= EXERCISE AIM =
Rewrite the rows below so that every "bbox" becomes "locate", leaving everything else unchanged.
┄┄┄┄┄┄┄┄┄┄┄┄┄┄┄┄┄┄┄┄
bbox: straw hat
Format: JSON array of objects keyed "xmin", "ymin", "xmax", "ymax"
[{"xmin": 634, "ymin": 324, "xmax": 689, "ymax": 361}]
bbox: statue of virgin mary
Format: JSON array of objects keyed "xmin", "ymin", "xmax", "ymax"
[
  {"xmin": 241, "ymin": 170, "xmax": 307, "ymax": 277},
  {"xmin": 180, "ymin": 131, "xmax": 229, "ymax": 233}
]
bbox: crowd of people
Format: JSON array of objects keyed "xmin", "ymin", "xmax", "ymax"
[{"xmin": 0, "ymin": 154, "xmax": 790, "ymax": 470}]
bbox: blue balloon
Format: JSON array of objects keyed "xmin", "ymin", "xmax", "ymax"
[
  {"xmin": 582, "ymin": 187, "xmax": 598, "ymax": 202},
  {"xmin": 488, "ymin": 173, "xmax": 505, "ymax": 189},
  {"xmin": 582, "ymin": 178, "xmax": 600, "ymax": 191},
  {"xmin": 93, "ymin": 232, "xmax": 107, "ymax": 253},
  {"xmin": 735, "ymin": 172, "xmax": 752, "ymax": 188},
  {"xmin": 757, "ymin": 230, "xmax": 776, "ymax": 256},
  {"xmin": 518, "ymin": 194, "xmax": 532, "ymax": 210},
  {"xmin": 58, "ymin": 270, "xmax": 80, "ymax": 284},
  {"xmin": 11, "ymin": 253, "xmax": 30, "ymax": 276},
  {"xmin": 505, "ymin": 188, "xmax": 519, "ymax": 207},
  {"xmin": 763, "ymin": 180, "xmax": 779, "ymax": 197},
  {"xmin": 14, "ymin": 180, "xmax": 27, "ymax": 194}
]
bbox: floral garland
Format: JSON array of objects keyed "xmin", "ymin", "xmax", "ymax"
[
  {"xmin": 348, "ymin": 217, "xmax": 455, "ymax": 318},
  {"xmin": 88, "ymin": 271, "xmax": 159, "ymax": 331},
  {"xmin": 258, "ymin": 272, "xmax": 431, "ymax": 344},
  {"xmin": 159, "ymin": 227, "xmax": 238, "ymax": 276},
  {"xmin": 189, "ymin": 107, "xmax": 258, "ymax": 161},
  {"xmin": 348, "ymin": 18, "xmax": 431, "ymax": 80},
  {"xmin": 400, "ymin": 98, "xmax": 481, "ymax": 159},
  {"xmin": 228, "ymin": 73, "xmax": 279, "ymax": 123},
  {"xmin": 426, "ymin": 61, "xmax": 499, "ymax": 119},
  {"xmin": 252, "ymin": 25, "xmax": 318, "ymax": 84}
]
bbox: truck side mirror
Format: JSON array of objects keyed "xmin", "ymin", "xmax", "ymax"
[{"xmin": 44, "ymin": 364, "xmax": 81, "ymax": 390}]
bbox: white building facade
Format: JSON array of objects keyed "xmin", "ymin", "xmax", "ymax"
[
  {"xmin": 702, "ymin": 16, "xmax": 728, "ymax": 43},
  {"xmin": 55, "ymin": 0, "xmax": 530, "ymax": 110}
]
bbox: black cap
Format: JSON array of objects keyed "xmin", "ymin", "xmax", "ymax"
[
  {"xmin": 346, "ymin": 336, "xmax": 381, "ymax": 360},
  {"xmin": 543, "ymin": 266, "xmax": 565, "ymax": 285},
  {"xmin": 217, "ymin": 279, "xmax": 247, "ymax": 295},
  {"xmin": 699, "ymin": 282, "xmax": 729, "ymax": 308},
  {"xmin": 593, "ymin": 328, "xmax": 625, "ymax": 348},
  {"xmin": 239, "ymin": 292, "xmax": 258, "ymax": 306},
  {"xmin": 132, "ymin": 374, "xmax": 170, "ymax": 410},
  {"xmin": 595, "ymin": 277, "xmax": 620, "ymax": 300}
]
┄┄┄┄┄┄┄┄┄┄┄┄┄┄┄┄┄┄┄┄
= RESPONSE =
locate: straw hat
Format: JSON array of objects keyed "xmin", "ymin", "xmax", "ymax"
[{"xmin": 634, "ymin": 324, "xmax": 689, "ymax": 361}]
locate: statue of virgin mary
Format: JSON array of objects keyed "xmin", "ymin", "xmax", "ymax"
[
  {"xmin": 241, "ymin": 170, "xmax": 307, "ymax": 277},
  {"xmin": 180, "ymin": 131, "xmax": 229, "ymax": 233}
]
locate: crowd of people
Format: JSON array of objects keyed "xmin", "ymin", "xmax", "ymax"
[{"xmin": 0, "ymin": 154, "xmax": 790, "ymax": 470}]
locate: blue balloon
Format: JSON array of objects keyed "xmin", "ymin", "xmax", "ymax"
[
  {"xmin": 582, "ymin": 187, "xmax": 598, "ymax": 202},
  {"xmin": 488, "ymin": 173, "xmax": 505, "ymax": 189},
  {"xmin": 582, "ymin": 178, "xmax": 600, "ymax": 191},
  {"xmin": 93, "ymin": 232, "xmax": 107, "ymax": 253},
  {"xmin": 735, "ymin": 172, "xmax": 752, "ymax": 188},
  {"xmin": 757, "ymin": 230, "xmax": 776, "ymax": 256},
  {"xmin": 518, "ymin": 194, "xmax": 532, "ymax": 210},
  {"xmin": 58, "ymin": 270, "xmax": 80, "ymax": 284},
  {"xmin": 11, "ymin": 253, "xmax": 30, "ymax": 276},
  {"xmin": 505, "ymin": 188, "xmax": 519, "ymax": 207},
  {"xmin": 763, "ymin": 180, "xmax": 779, "ymax": 197},
  {"xmin": 14, "ymin": 180, "xmax": 27, "ymax": 194}
]
locate: floral garland
Format: JSON array of objects keyed "xmin", "ymin", "xmax", "ymax"
[
  {"xmin": 348, "ymin": 217, "xmax": 455, "ymax": 318},
  {"xmin": 88, "ymin": 271, "xmax": 159, "ymax": 331},
  {"xmin": 258, "ymin": 272, "xmax": 431, "ymax": 344},
  {"xmin": 159, "ymin": 227, "xmax": 238, "ymax": 276},
  {"xmin": 189, "ymin": 107, "xmax": 258, "ymax": 161},
  {"xmin": 348, "ymin": 18, "xmax": 431, "ymax": 80},
  {"xmin": 400, "ymin": 98, "xmax": 481, "ymax": 159},
  {"xmin": 228, "ymin": 73, "xmax": 279, "ymax": 123},
  {"xmin": 426, "ymin": 61, "xmax": 499, "ymax": 119},
  {"xmin": 252, "ymin": 25, "xmax": 318, "ymax": 84}
]
locate: truck side mirror
Format: JSON array of objects keyed "xmin", "ymin", "xmax", "ymax"
[{"xmin": 44, "ymin": 364, "xmax": 81, "ymax": 390}]
locate: white building facade
Format: JSON array of objects keyed "xmin", "ymin", "xmax", "ymax"
[
  {"xmin": 702, "ymin": 16, "xmax": 728, "ymax": 43},
  {"xmin": 55, "ymin": 0, "xmax": 530, "ymax": 110}
]
locate: black cap
Format: JSON array of objects keyed "xmin", "ymin", "xmax", "ymax"
[
  {"xmin": 346, "ymin": 336, "xmax": 381, "ymax": 360},
  {"xmin": 543, "ymin": 266, "xmax": 565, "ymax": 285},
  {"xmin": 217, "ymin": 279, "xmax": 247, "ymax": 295},
  {"xmin": 699, "ymin": 282, "xmax": 729, "ymax": 308},
  {"xmin": 593, "ymin": 328, "xmax": 625, "ymax": 348},
  {"xmin": 239, "ymin": 292, "xmax": 258, "ymax": 306},
  {"xmin": 132, "ymin": 374, "xmax": 170, "ymax": 410},
  {"xmin": 595, "ymin": 277, "xmax": 620, "ymax": 300}
]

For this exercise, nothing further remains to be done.